(Beginning of Data under study)

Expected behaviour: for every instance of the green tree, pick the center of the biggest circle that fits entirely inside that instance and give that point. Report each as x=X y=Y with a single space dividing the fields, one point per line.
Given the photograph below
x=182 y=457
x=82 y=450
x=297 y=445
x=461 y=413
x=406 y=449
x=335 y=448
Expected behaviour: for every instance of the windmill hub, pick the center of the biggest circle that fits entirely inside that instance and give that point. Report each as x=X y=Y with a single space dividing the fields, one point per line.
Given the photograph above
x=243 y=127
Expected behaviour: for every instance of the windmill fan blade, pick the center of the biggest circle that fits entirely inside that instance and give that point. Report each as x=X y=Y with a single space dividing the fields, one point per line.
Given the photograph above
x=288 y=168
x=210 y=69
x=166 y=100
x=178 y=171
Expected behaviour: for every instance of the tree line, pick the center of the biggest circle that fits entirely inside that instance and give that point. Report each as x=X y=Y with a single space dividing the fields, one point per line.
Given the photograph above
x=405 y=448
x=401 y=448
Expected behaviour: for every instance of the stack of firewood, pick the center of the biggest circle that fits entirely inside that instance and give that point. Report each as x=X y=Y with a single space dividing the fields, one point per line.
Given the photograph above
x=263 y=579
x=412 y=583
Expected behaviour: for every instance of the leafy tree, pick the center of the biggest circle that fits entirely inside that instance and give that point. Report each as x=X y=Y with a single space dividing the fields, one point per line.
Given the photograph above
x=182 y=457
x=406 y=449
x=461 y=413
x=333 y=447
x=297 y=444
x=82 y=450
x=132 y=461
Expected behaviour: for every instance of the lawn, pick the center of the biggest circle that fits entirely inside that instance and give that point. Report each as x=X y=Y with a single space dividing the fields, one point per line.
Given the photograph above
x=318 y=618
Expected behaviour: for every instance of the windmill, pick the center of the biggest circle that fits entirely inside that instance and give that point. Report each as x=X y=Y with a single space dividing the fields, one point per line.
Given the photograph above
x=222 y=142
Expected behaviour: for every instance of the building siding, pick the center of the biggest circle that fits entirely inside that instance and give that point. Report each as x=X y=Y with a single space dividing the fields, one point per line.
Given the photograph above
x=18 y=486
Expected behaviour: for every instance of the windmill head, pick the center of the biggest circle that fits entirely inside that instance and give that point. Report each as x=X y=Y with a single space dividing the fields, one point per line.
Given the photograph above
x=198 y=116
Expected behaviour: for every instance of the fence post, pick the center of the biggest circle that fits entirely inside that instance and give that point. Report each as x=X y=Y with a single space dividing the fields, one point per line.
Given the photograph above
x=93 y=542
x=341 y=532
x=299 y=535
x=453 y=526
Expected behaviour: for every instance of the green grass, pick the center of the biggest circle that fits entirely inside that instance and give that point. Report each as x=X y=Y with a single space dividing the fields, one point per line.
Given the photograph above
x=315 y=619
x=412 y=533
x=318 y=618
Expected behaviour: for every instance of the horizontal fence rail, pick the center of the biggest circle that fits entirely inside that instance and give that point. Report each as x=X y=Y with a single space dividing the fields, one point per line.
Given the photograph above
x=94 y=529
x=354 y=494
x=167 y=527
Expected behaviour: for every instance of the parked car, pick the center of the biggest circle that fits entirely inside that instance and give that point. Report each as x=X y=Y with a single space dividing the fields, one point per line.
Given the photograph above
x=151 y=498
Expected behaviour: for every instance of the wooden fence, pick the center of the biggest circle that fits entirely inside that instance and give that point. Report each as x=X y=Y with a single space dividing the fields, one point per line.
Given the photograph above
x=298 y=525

(End of Data under study)

Task description
Repeat the data exactly. Leave nothing out.

Solution to this problem
Expected behaviour: for every instance of the green tree, pick the center of the biggest circle that fits entirely inside that instance and give that point. Report each as x=X y=Y with a single space dividing the fields, one point per line.
Given the photograph below
x=182 y=457
x=82 y=450
x=297 y=445
x=461 y=413
x=406 y=449
x=335 y=448
Expected behaviour: for every instance of the windmill hub, pick the center of the biggest circle that fits entirely inside that instance and give that point. Report each as x=X y=Y with a single space dividing the fields, one point per line.
Given the photograph above
x=243 y=127
Expected behaviour: for every instance of the windmill fan blade, pick the center of the biggest circle that fits entirely inside that instance and give that point. Report each as x=X y=Y with a single space dividing the fields, one point per line.
Given the photograph above
x=288 y=168
x=210 y=69
x=166 y=100
x=178 y=171
Expected behaviour: for every instance of the tree line, pick the center of the biggest circle that fits entirely inside that instance and give that point. Report each as x=X y=Y with a single space dividing the fields, one point per line.
Given the photograph above
x=405 y=448
x=401 y=448
Expected behaviour: for every instance of the stack of firewood, pick the center of the biggest circle that fits entirely inside that instance and give that point. Report each as x=X y=Y with a single space dividing the fields, one point per line.
Given the photograph above
x=263 y=579
x=412 y=583
Expected behaviour: for every instance of the leafy tree, pick the center of the biggest circle that fits entirely inside that instance and give that point. Report each as x=X y=Y with a single space dividing the fields, one point per line.
Given the photograph above
x=182 y=457
x=406 y=449
x=461 y=413
x=333 y=447
x=297 y=444
x=82 y=450
x=132 y=461
Expected behaviour: for every instance of the lawn, pick the center of the biggest circle that fits entirely inside that instance and give that point. Report each as x=X y=Y with a single space dividing the fields, one point per line.
Given the photograph above
x=318 y=618
Expected behaviour: for every instance of the windmill, pick the center of the biggest circle that fits entirely inside that instance and give that point. Report each as x=X y=Y with a single space dividing the fields, one point per line.
Given the photograph above
x=222 y=142
Expected behaviour: for every instance of the building siding, pick the center of the biggest circle that fits entirely inside that instance and give that point. Report each as x=X y=Y with a single space dividing the fields, one point per line.
Given the photograph above
x=18 y=486
Expected behaviour: for every instance of the windmill head, pick the center of the biggest circle that fits entirely inside that instance and give that point. Report each as x=X y=Y with a single space dividing the fields, one point per line.
Given the photograph above
x=198 y=116
Expected behaviour: for every instance of the fence post, pick the center of the biggest circle that fits entirely inside that instance and give that point. Report each as x=X y=Y with a single space dividing the fields, one point per line.
Given the photograph above
x=93 y=542
x=341 y=532
x=299 y=535
x=453 y=526
Expected behaviour: for every instance of the green grass, pick the center of the biggest circle that fits entirely inside that instance and give that point. Report each as x=X y=Y with a single space dividing the fields, one point per line.
Given the photograph above
x=315 y=619
x=412 y=533
x=318 y=618
Expected behaviour: for every instance of the horizontal fence rail, pick the center of the biggest circle that fits entirely inside that instance and give that point. Report each as x=X y=Y with a single space dividing the fields, one point per line.
Given the photograph above
x=94 y=529
x=354 y=494
x=167 y=527
Expected behaviour: for every instance of the parked car, pick the center of the biggest circle that fits entirely inside that instance and give that point. Report each as x=X y=Y with a single space dividing the fields, one point per line.
Given the photograph above
x=151 y=498
Expected behaviour: for every instance of the wooden fence, pick the center of the biggest circle that fits entirely inside that instance and give that point. Report each as x=X y=Y with a single space dividing the fields, one point per line.
Given the photograph above
x=298 y=525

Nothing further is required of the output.